(Natural-language object grounding data)
☆ ☆ ☆ ☆

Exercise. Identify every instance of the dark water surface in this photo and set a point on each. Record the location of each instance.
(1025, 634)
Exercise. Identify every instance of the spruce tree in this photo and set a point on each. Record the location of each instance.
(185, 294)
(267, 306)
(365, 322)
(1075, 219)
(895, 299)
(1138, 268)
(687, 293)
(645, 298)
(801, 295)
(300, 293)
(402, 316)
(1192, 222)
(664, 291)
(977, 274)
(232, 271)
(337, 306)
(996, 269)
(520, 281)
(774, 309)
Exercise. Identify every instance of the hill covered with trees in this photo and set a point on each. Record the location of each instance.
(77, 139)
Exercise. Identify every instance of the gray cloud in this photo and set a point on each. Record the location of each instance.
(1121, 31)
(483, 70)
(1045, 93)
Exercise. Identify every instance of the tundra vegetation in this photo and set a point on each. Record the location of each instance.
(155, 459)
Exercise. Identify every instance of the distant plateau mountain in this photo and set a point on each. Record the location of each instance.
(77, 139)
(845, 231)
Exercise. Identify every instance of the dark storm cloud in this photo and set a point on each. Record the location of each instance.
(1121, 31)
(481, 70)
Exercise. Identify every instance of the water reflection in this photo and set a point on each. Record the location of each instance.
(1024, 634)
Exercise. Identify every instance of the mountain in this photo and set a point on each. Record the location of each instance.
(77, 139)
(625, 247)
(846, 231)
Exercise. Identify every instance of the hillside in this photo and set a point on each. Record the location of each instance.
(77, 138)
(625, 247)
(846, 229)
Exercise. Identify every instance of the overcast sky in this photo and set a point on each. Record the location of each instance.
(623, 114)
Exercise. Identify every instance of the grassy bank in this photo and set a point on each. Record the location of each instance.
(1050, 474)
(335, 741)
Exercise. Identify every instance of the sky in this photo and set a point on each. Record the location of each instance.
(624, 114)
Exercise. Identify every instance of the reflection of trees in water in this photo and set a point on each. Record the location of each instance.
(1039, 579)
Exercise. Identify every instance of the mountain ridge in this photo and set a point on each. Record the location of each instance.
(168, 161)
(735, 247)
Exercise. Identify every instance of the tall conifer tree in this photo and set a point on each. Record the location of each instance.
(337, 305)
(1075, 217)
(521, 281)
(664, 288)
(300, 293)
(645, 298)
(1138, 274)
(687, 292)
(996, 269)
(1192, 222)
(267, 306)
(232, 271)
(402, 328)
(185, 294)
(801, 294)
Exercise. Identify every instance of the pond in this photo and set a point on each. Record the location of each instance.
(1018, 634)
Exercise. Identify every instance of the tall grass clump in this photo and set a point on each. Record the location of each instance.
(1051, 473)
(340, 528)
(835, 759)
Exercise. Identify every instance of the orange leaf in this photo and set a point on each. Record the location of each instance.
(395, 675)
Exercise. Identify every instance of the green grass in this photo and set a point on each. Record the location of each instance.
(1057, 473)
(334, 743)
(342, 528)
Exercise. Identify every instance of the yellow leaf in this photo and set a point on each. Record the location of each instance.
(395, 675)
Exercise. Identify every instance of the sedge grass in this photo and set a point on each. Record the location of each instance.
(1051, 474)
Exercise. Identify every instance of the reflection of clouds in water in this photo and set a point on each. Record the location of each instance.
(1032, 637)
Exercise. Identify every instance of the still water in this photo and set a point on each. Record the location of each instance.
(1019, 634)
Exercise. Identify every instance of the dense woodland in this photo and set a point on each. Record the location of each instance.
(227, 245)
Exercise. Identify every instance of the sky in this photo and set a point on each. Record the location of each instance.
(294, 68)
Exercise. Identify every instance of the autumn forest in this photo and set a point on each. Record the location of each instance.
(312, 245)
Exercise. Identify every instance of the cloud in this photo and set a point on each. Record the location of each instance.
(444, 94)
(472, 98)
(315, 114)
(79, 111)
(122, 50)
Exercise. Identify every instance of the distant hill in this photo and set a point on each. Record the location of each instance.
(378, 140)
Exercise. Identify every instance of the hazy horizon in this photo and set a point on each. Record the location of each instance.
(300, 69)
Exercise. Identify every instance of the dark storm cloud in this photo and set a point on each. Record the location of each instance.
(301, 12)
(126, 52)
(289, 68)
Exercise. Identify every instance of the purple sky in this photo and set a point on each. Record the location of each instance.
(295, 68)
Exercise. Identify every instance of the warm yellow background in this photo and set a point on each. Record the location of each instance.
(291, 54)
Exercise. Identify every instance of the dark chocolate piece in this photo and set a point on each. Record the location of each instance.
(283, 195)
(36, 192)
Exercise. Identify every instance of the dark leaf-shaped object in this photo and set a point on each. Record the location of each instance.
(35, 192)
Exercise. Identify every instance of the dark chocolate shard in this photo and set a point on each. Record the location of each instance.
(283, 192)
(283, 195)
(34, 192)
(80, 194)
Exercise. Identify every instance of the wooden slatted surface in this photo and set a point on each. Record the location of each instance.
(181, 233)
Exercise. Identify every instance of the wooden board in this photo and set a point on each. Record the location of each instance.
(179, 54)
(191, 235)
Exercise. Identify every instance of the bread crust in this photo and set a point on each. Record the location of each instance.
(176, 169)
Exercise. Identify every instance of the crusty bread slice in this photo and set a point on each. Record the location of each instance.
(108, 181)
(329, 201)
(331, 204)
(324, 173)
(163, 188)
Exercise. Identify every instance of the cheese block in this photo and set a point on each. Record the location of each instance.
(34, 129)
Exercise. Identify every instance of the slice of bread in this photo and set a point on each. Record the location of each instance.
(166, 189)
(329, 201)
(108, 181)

☆ ☆ ☆ ☆

• [What you have to do]
When copying the data above, keep every line exactly as written.

• [Solution for this exercise]
Exercise. Identify every instance of the dark water surface in this photo and set a point on each. Record the location of each instance.
(1025, 634)
Exercise. Identify every instance of the spruce tree in this photo and set a point on each. Record the location of each instance.
(185, 294)
(267, 306)
(365, 322)
(1075, 219)
(895, 299)
(1138, 268)
(687, 293)
(645, 298)
(801, 295)
(300, 293)
(402, 316)
(1192, 222)
(664, 291)
(977, 274)
(232, 271)
(337, 306)
(996, 269)
(520, 281)
(774, 309)
Exercise. Identify every instance of the hill covered with trees in this photo and set a point on each. Record the location of each instance.
(77, 139)
Exercise. Identify every instance of the gray cloud in this photo and set a point on each. Record the location of each instance.
(1121, 31)
(483, 70)
(1045, 93)
Exercise. Identify every instance of the tundra vegetation in this photo and set a point on each. Record the location of each instance.
(155, 459)
Exercise. Identify every instance of the distant plateau mountain in this photo and set a point on each. Record the location of each instance.
(77, 139)
(845, 231)
Exercise. Identify every instance of the dark storm cloud in this photo and set a point on each. Record the location of each instance.
(1121, 31)
(481, 70)
Exercise. Identify every instance of the water reflection in this photo and set a point on each. Record the location of each instance.
(1024, 634)
Exercise. Identify every instance of the mountain in this photo and set a point on each. Record the location of each instance.
(77, 139)
(625, 247)
(846, 231)
Exercise. Identify every instance of the hillside in this photo and set a point on each. Record the location of each instance.
(77, 138)
(625, 247)
(846, 229)
Exercise. Identify every instance of the overcast sky in this photo and set a point on each. Record the location of each instance.
(623, 114)
Exercise. Identify every instance of the grassy bank in this photo and set a point on each. Record the location of each instance.
(1050, 474)
(335, 741)
Exercise. Identify every instance of the sky in this photo and set a point on each. Record the location of each instance.
(624, 114)
Exercise. Identify every instance of the reflection of trees in water in this photo and set a point on each. Record the location of each instance.
(1039, 579)
Exercise. Identify every instance of the mountain ridge in this photo and set a point on each. Record the location of each instance.
(168, 161)
(735, 247)
Exercise. Identify every instance of the tall conifer tree in this photo and set a point on each. Record the location of each instance.
(337, 305)
(1075, 217)
(521, 281)
(664, 288)
(300, 293)
(645, 298)
(1138, 274)
(687, 292)
(996, 269)
(1192, 222)
(267, 306)
(232, 271)
(402, 328)
(185, 294)
(801, 294)
Exercise. Identify every instance of the pond in this photo and set a point on each. Record the location of each instance.
(1018, 634)
Exercise. Identify every instance of the tall grass clump in this photo and set a point on each. Record the location of each instance.
(1051, 473)
(340, 528)
(835, 759)
Exercise. Identify every instance of the orange leaf in this photo and set a point on each. Record the location of each instance.
(395, 675)
Exercise. Identify every instance of the green grass in this photo and set a point on each. Record the location of each instance.
(1057, 473)
(334, 743)
(342, 528)
Exercise. Identify every instance of the yellow leaf in this photo and set a point on each. Record the location of each instance.
(395, 675)
Exercise. Identify every instance of the sedge grass in this photo and set a point on each. Record the location of each instance.
(1051, 474)
Exercise. Identify every instance of the reflection of clouds in water in this photo and set a point on each. Record the location of each instance.
(1032, 637)
Exercise. Identify every instance of the still water in this photo and set a point on each. Record the location of each instance.
(1019, 634)
Exercise. Identify every instance of the dense woodland in this photo and set a point on each. Record the location of each instance.
(227, 245)
Exercise. Identify every instance of the sky in this photo and set a point on each. Record the location of each instance.
(294, 68)
Exercise. Identify every instance of the autumn forest in this photo and set a point on each. Record the location of each instance.
(312, 245)
Exercise. Identify every instance of the cloud in this photo and set a point on each. Record the location of each instance.
(444, 94)
(472, 98)
(315, 114)
(79, 111)
(122, 50)
Exercise. Identify every instance of the distant hill in this photo and set a point on each. Record the location of each instance.
(378, 140)
Exercise. Identify every instance of the hazy horizon in this photo and set a point on each. Record the location of each instance.
(300, 69)
Exercise. Identify every instance of the dark storm cloud in this photo and set a point on each. Record the location of each instance.
(301, 12)
(126, 52)
(289, 68)
Exercise. Identify every instance of the purple sky in this photo and set a point on each. Record the location of each instance.
(295, 68)
Exercise. Identify every instance of the warm yellow background in this photo and set a point on each. Record the location of each instance.
(291, 54)
Exercise. Identify every instance of the dark chocolate piece in this photo and set a point on each. Record the location of each instance.
(283, 195)
(36, 192)
Exercise. Identify every instance of the dark leaf-shaped object in this photo and set a point on each. Record the location of each instance.
(35, 192)
Exercise. Identify every instance of the dark chocolate shard in this photo and set a point on each. Record the location of each instance.
(283, 192)
(283, 195)
(34, 192)
(80, 194)
Exercise. Identify every instance of the wooden slatted surface in this photo and set a point on each. Record the location of each instance.
(181, 233)
Exercise. Identify every instance of the wooden board in this photo and set a point on each. Record the location of each instance.
(179, 54)
(191, 235)
Exercise. Identify every instance of the bread crust in this photo and set a point on each. Record the location of each instance.
(176, 169)
Exercise. Identify every instance of the crusty bread slice in this photo and set a point on each. Record the location of each instance.
(108, 181)
(329, 201)
(331, 204)
(324, 173)
(163, 188)
Exercise. Identify every instance of the cheese block in this photo and set a point on each. Record the location of each instance.
(34, 129)
Exercise. Identify every instance of the slice of bread in this photo and set a point on each. Record the location of each instance.
(166, 189)
(329, 201)
(108, 181)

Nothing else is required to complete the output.